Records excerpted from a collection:

###

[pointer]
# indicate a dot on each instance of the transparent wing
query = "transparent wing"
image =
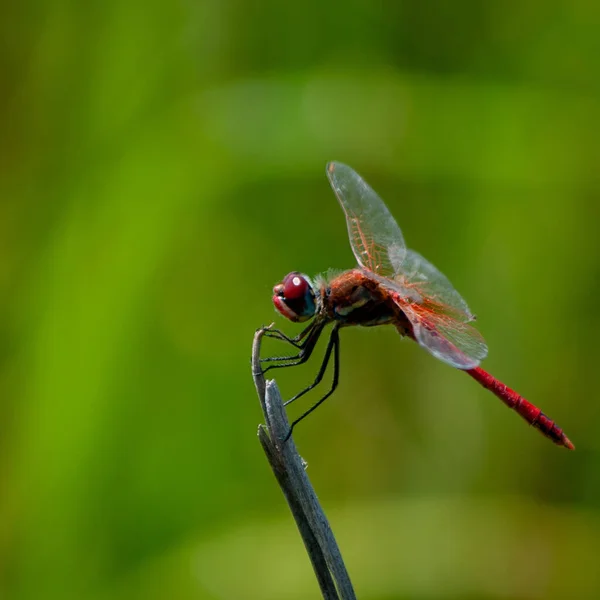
(375, 237)
(439, 315)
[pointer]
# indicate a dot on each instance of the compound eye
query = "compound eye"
(295, 287)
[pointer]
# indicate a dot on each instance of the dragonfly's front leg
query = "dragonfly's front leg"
(311, 336)
(332, 345)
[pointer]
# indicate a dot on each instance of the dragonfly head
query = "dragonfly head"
(294, 297)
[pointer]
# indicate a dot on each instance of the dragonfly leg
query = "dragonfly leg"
(333, 345)
(277, 334)
(306, 349)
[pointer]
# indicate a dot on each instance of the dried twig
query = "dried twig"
(289, 469)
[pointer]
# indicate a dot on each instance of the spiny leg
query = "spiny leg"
(333, 344)
(306, 349)
(277, 334)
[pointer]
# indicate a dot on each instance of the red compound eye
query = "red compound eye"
(295, 286)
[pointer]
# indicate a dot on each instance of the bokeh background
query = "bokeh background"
(163, 165)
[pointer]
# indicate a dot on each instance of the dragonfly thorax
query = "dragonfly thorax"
(295, 297)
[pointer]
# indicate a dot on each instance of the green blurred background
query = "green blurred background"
(162, 166)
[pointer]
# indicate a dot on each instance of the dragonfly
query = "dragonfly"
(391, 285)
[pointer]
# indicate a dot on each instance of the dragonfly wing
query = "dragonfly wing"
(458, 344)
(375, 237)
(439, 315)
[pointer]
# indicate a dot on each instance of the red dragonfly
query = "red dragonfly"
(391, 285)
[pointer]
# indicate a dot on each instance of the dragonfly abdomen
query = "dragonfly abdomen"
(531, 413)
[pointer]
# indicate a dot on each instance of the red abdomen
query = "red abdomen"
(532, 414)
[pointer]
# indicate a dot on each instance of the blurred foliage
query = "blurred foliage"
(162, 166)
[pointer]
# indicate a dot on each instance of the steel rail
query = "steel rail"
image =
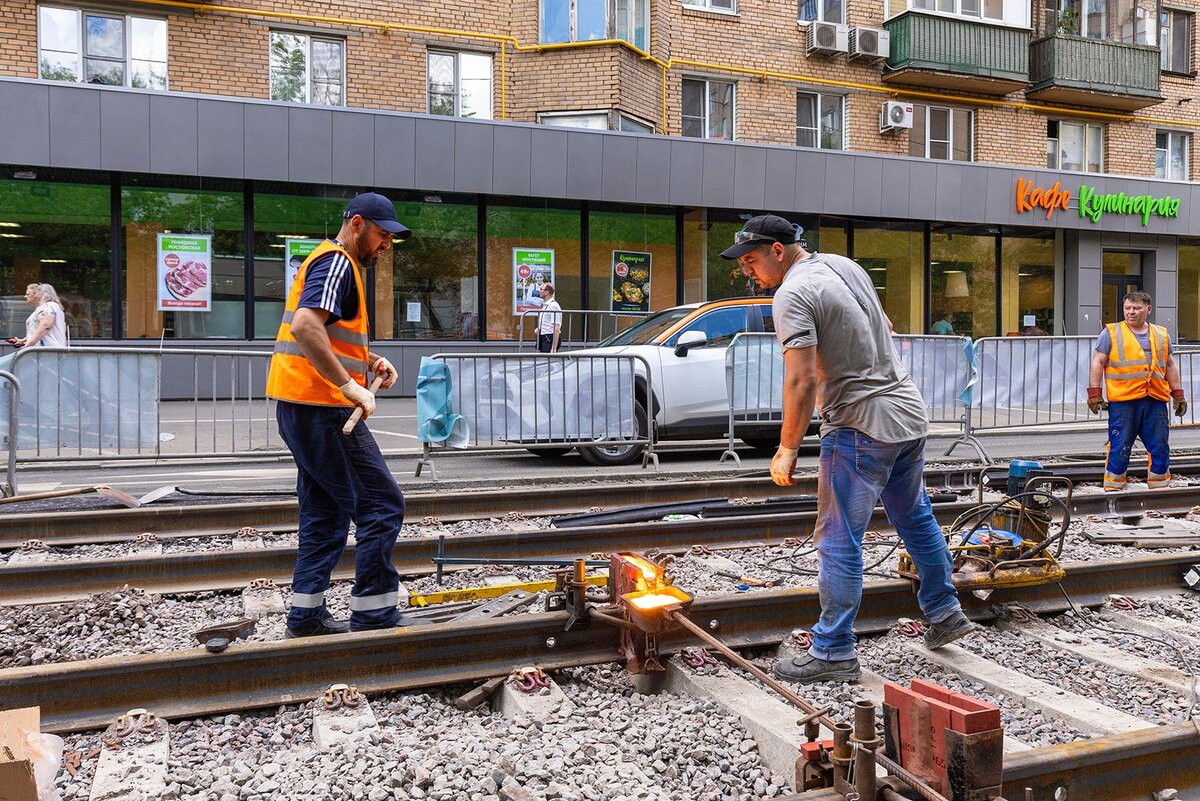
(28, 583)
(100, 527)
(88, 694)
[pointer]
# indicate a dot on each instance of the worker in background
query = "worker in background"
(832, 327)
(319, 375)
(1140, 378)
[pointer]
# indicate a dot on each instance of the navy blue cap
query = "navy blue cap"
(378, 210)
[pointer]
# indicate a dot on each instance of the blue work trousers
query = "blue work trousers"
(1128, 420)
(856, 473)
(342, 477)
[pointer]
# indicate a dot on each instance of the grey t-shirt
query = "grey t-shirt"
(828, 301)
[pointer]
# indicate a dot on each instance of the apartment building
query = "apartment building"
(1017, 163)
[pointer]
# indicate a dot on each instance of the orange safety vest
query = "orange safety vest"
(1131, 374)
(293, 377)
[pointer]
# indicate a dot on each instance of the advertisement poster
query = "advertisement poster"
(531, 269)
(185, 272)
(630, 281)
(295, 251)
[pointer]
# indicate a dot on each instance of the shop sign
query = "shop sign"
(185, 272)
(630, 281)
(1092, 204)
(531, 269)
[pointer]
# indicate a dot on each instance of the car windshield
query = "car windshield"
(647, 330)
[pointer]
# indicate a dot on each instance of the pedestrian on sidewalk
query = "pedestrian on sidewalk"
(318, 375)
(832, 327)
(1140, 378)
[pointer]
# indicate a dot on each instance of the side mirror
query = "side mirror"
(689, 339)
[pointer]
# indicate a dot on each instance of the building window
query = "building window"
(1171, 155)
(820, 121)
(708, 109)
(823, 11)
(1175, 41)
(102, 48)
(582, 20)
(1074, 146)
(307, 68)
(460, 84)
(939, 132)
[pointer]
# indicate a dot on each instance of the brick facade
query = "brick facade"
(227, 54)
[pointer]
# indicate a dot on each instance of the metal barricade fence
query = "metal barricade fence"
(82, 403)
(547, 402)
(580, 327)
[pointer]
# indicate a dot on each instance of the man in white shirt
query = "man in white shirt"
(550, 321)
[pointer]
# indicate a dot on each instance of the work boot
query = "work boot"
(808, 669)
(323, 625)
(949, 630)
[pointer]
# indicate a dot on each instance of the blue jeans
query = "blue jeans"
(1128, 420)
(341, 477)
(856, 473)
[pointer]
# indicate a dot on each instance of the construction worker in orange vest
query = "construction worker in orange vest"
(1140, 377)
(318, 375)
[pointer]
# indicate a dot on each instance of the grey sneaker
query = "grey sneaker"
(949, 630)
(808, 669)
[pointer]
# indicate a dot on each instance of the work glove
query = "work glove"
(783, 464)
(359, 396)
(383, 367)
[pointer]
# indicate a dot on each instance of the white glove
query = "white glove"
(783, 465)
(383, 367)
(359, 396)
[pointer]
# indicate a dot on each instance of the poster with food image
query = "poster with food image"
(185, 272)
(630, 281)
(531, 269)
(295, 251)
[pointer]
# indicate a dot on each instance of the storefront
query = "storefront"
(94, 178)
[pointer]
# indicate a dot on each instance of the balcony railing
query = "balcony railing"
(957, 47)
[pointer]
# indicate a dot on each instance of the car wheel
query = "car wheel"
(612, 456)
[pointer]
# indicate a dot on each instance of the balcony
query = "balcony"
(958, 54)
(1093, 72)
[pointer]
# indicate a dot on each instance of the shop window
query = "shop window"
(943, 133)
(198, 208)
(102, 48)
(1171, 152)
(58, 233)
(1175, 41)
(820, 120)
(963, 281)
(582, 20)
(460, 84)
(1074, 146)
(529, 242)
(708, 109)
(894, 257)
(307, 68)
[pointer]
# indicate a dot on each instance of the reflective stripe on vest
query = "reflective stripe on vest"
(292, 377)
(1131, 373)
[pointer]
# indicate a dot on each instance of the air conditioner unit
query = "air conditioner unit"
(895, 115)
(827, 38)
(869, 43)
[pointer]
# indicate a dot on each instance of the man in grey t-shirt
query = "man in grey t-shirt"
(833, 330)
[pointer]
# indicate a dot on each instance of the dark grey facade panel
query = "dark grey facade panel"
(353, 149)
(75, 126)
(221, 138)
(125, 132)
(25, 124)
(174, 134)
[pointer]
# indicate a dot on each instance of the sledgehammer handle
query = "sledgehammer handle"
(357, 415)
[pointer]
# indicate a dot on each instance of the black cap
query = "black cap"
(762, 229)
(378, 210)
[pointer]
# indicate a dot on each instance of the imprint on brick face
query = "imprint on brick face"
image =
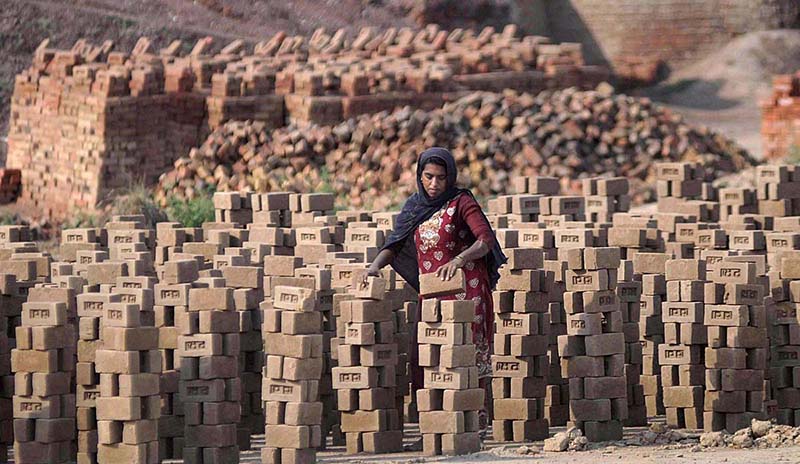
(507, 366)
(350, 377)
(39, 313)
(281, 389)
(679, 312)
(170, 294)
(197, 390)
(30, 406)
(194, 344)
(441, 377)
(786, 312)
(433, 332)
(730, 272)
(582, 280)
(745, 293)
(673, 354)
(629, 291)
(721, 314)
(93, 305)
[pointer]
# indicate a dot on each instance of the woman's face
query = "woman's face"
(434, 180)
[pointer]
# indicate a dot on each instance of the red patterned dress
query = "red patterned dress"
(450, 231)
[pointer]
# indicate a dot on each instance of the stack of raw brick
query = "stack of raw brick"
(7, 339)
(682, 189)
(208, 346)
(44, 399)
(365, 378)
(593, 350)
(784, 336)
(604, 197)
(682, 354)
(293, 348)
(451, 399)
(521, 337)
(737, 354)
(779, 115)
(778, 190)
(129, 366)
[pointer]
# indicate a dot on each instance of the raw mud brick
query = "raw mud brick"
(587, 280)
(685, 269)
(727, 315)
(433, 286)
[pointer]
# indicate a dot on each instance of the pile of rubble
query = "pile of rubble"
(760, 434)
(568, 134)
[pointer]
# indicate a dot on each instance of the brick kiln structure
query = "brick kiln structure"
(89, 120)
(780, 117)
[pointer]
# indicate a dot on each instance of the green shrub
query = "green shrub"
(192, 212)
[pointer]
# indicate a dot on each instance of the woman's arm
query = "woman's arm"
(473, 218)
(476, 251)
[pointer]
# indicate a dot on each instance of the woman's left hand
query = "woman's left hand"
(447, 271)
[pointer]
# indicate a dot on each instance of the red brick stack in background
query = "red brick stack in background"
(88, 120)
(779, 115)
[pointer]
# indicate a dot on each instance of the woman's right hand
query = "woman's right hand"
(371, 271)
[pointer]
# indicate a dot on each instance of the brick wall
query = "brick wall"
(633, 35)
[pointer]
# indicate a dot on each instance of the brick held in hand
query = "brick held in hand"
(431, 285)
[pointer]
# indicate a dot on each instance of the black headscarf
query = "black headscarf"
(419, 208)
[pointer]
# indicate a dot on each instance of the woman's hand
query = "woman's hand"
(371, 271)
(447, 271)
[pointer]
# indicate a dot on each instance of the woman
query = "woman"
(441, 229)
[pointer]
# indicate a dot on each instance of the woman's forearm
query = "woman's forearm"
(476, 251)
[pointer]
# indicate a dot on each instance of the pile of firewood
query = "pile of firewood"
(370, 160)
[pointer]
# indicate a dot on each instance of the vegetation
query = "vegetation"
(192, 212)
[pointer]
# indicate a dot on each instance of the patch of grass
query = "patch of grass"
(83, 219)
(139, 200)
(193, 212)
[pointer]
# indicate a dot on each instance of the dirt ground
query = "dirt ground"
(496, 453)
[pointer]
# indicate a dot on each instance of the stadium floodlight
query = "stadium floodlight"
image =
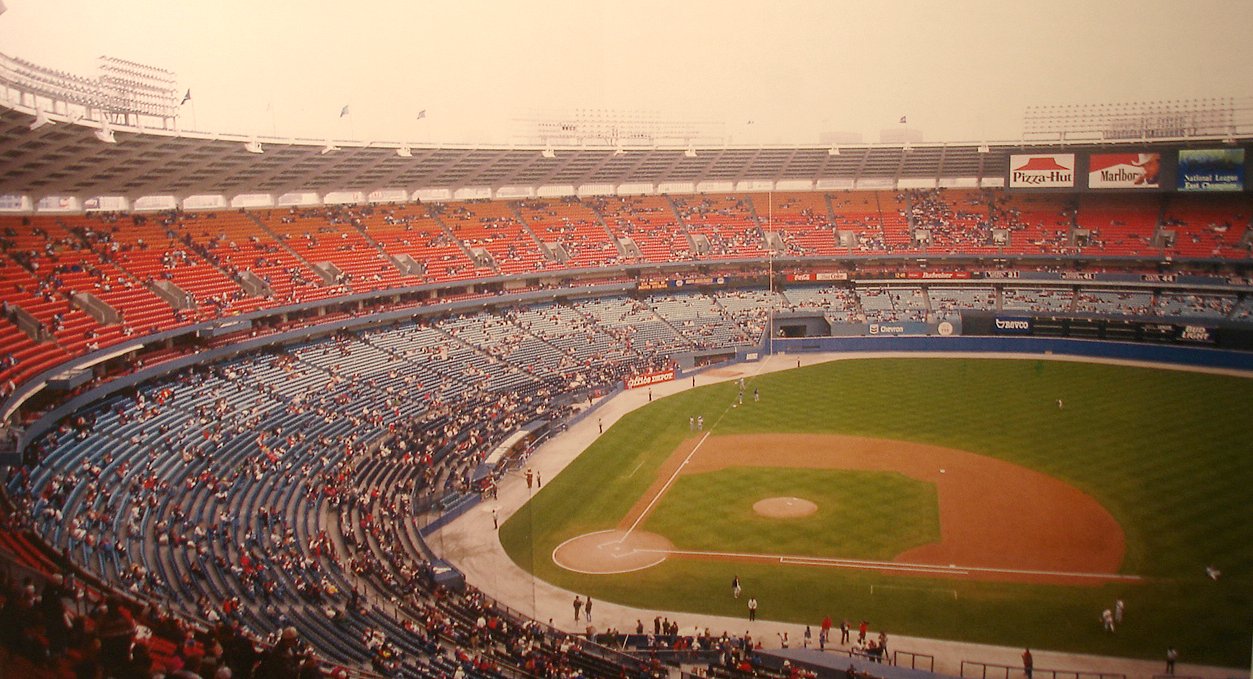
(40, 120)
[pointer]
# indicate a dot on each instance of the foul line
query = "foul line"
(952, 569)
(906, 588)
(634, 470)
(668, 481)
(686, 460)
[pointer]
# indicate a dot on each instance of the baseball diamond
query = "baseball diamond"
(1041, 514)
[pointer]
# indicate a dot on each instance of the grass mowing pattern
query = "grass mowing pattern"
(861, 514)
(1169, 454)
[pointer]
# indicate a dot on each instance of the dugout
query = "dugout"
(800, 325)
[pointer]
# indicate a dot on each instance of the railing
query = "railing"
(993, 670)
(916, 660)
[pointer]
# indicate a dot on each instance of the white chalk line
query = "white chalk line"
(668, 481)
(686, 460)
(634, 470)
(558, 561)
(907, 588)
(952, 569)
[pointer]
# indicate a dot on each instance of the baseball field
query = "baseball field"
(1004, 501)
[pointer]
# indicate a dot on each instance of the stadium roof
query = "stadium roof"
(46, 154)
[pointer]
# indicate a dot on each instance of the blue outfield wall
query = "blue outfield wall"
(1088, 348)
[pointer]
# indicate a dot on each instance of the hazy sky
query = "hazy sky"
(960, 70)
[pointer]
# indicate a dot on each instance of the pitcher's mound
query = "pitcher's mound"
(610, 551)
(785, 507)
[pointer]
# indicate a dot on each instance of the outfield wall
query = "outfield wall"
(1088, 348)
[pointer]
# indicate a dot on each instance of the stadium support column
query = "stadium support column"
(769, 308)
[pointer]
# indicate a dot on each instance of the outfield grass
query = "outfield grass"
(1169, 454)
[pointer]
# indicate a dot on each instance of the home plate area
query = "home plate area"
(612, 551)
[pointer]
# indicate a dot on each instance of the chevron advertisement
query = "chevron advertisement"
(1124, 171)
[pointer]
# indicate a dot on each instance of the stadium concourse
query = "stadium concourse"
(465, 543)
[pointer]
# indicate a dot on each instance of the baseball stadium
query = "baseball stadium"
(630, 396)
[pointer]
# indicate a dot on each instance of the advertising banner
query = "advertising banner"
(944, 328)
(1124, 171)
(820, 276)
(1013, 325)
(1212, 169)
(1043, 171)
(647, 378)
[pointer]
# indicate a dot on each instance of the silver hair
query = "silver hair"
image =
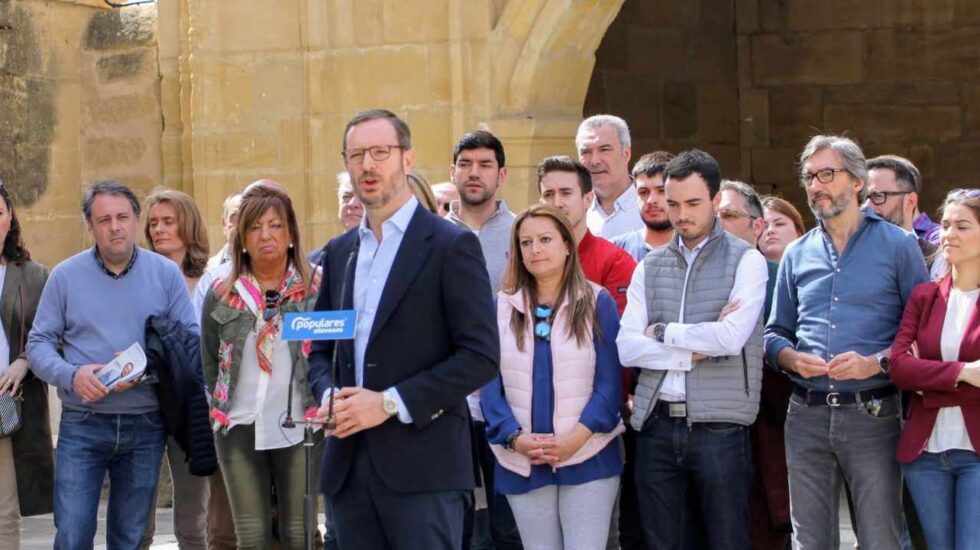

###

- _WHAT THIS TASK INVOLVES_:
Work out how many lines of the entries contain the word "silver", and answer with that number alone.

- _RESULT FOR THIS TASK_:
2